__TEXT PROVIDED__
Sunday, September 30, 2007
Interview with Evelyn Waugh
An Interview With Evelyn Waugh
By HARVEY BREIT o matter how you look at him, Mr. Evelyn Waugh is a deceptive man: what meets the eye is at variance with what meets the ear. A remark he makes suggests cynicism, or perhaps a satiric humor, but Mr. Waugh's face--bland, pink and cherubic--suggests only innocence. In fact, expression on Mr. Waugh's face is at a minimum--a flicker of amusement, of naughtiness, an infinitesimal hint of wonder. In feature it's a little like a boyish Winston Churchill's. And Mr. Waugh's bowler, cigar and dapper, plump figure extend the resemblance.
In his rooms at one of New York's most solid and fashionable hotels, Mr. Waugh, smoking his cigar and looking mildly amiable, talked about his newly published novel, "Scott-King's Modern Europe" (reviewed in these pages on Feb. 20). He spoke of it in a remote, dispassionate way, a little as though the book had been written by a not-too- promising colleague--and Mr. Waugh speaks only when he is spoken to.
INTERLOCUTOR: It's a first-rate satire.
MR. WAUGH (skeptically): Really, you liked it? I'm sure there's a good thing hidden away in it somewhere. There's too much insignificant detail though, too much emphasis on fretful detail. For so short a piece, you know.
INTERLOCUTOR: It is, nevertheless, a very funny book.
MR. WAUGH (skeptically) : You thought that, did you? I wrote it three years ago. After I got back from Spain. If I'd rewritten it now I should get into it more of the real horror, less of the fascination of travel.
INTERLOCUTOR: You made a very good thing of the "Ingrid Bergman" girl, you know, the physical culturist.
MR. WAUGH: Yes, that was rather good. There's some false things in the piece, though. The underground man now. He's a man of straw. Never met such a man. Completely invented.
INTERLOCUTOR: The discussion about short and long views at the end of the book gave a depth to the satire--it was funny and it was moving.
MR. WAUGH (skeptically): O, you liked that? I'm sure there's a good theme in it. But I didn't do it. As a matter of fact "Scott-King" was written very quickly. It was a month in the writing. That means about three to four hours a day at my desk and twelve to eighteen hours of thinking about it. You know, you go out for a walk, get a thought, come back, alter a sentence. The thing grows, goes along. About on the average each sentence is written certainly twice. All from longhand of course, no dictating, no typewriting. Just push the words around and change them, you know.
INTERLOCUTOR: George Orwell, in his review in THE NEW YORK TIMES, said you had been rude to America in "The Loved One," but that you had been equally rude to Europe in "Scott-King."

[Data pulled from a collection]
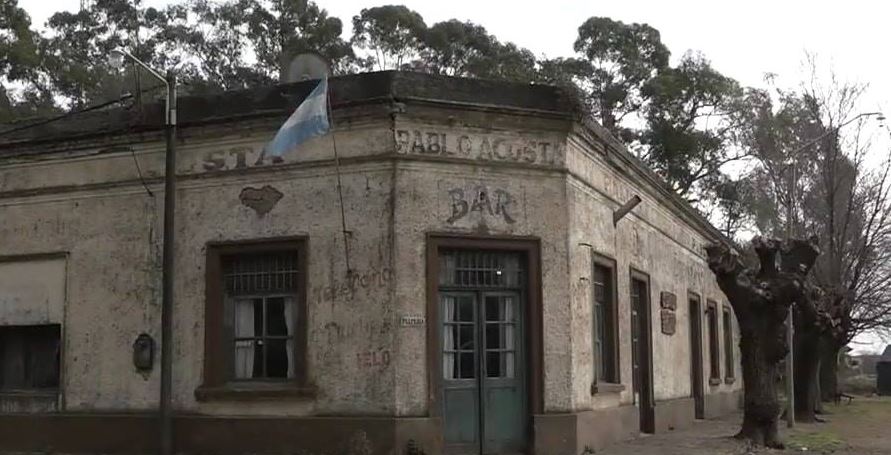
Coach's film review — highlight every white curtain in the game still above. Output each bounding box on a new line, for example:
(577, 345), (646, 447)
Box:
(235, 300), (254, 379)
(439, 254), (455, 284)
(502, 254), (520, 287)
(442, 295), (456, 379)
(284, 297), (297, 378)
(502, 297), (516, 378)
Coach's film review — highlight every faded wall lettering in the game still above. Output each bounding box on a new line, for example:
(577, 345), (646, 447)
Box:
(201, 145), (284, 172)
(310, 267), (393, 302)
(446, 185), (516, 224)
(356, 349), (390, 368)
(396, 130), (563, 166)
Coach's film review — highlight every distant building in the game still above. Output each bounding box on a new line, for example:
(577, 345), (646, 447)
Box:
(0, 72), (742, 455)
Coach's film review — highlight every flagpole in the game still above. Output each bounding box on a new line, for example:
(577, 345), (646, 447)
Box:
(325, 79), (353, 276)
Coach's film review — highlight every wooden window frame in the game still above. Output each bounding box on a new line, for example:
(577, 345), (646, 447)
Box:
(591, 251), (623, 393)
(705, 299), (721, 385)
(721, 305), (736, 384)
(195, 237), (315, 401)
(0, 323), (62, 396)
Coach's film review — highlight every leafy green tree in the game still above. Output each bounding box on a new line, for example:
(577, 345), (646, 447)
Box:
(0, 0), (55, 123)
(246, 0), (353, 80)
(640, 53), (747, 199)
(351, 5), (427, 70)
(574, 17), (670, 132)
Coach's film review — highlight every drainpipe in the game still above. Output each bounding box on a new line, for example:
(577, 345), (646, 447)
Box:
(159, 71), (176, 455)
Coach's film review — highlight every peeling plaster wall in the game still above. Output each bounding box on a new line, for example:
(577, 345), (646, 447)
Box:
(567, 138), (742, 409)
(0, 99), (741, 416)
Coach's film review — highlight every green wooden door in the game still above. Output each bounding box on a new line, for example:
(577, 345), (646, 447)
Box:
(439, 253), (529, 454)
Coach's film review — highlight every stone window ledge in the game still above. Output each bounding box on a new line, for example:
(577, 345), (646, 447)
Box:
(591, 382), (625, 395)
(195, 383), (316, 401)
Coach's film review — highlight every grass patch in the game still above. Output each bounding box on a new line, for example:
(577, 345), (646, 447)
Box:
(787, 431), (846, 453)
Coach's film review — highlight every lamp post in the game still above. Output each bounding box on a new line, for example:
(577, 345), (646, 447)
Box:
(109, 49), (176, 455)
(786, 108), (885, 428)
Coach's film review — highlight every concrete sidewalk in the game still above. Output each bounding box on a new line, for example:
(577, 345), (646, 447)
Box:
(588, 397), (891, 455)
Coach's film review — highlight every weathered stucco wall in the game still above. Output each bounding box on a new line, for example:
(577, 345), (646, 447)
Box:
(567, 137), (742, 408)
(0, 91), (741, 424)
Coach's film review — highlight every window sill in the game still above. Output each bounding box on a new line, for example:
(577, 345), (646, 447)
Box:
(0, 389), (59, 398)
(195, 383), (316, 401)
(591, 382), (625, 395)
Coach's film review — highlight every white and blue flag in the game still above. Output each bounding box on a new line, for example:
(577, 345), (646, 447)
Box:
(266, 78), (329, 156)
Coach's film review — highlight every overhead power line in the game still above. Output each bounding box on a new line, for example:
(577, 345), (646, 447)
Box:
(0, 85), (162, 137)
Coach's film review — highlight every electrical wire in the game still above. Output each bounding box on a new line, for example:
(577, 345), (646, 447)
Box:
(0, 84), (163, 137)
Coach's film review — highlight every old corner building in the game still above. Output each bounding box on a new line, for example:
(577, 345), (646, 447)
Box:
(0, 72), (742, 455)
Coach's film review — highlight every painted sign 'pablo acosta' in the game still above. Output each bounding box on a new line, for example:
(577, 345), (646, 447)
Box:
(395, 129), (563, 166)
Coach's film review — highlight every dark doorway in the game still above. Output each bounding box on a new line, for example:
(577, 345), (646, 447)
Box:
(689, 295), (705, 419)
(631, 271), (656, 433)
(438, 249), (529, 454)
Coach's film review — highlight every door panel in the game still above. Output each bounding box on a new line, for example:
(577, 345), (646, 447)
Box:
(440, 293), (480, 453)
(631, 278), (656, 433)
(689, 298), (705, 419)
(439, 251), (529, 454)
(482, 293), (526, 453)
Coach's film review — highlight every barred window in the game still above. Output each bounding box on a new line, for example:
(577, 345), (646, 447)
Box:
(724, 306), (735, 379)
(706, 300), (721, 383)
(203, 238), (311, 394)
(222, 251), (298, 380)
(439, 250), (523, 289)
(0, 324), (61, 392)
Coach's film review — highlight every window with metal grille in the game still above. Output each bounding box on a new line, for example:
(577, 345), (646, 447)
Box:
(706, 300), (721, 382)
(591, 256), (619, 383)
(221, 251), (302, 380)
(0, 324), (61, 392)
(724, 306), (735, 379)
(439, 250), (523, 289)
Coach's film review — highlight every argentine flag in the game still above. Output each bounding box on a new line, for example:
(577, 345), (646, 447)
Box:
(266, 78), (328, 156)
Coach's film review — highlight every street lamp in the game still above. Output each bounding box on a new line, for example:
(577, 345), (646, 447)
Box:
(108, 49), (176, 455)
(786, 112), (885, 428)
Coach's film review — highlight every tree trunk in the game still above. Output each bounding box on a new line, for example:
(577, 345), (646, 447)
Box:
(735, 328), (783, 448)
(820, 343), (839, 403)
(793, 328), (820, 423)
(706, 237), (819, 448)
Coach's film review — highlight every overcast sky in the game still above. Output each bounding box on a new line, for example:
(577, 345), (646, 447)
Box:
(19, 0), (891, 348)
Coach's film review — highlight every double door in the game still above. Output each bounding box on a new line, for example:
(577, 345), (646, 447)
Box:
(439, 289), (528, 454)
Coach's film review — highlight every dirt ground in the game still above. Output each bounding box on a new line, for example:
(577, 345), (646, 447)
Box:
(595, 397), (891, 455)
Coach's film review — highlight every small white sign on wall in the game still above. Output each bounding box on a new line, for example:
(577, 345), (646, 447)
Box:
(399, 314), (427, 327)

__EXERCISE__
Edit the stretch of the Waugh interview from "MR. WAUGH (skeptically): Really, you" through "piece, you know.", swapping "insignificant" for "trivial", and give that stretch again.

__RESPONSE TO THE EXERCISE__
MR. WAUGH (skeptically): Really, you liked it? I'm sure there's a good thing hidden away in it somewhere. There's too much trivial detail though, too much emphasis on fretful detail. For so short a piece, you know.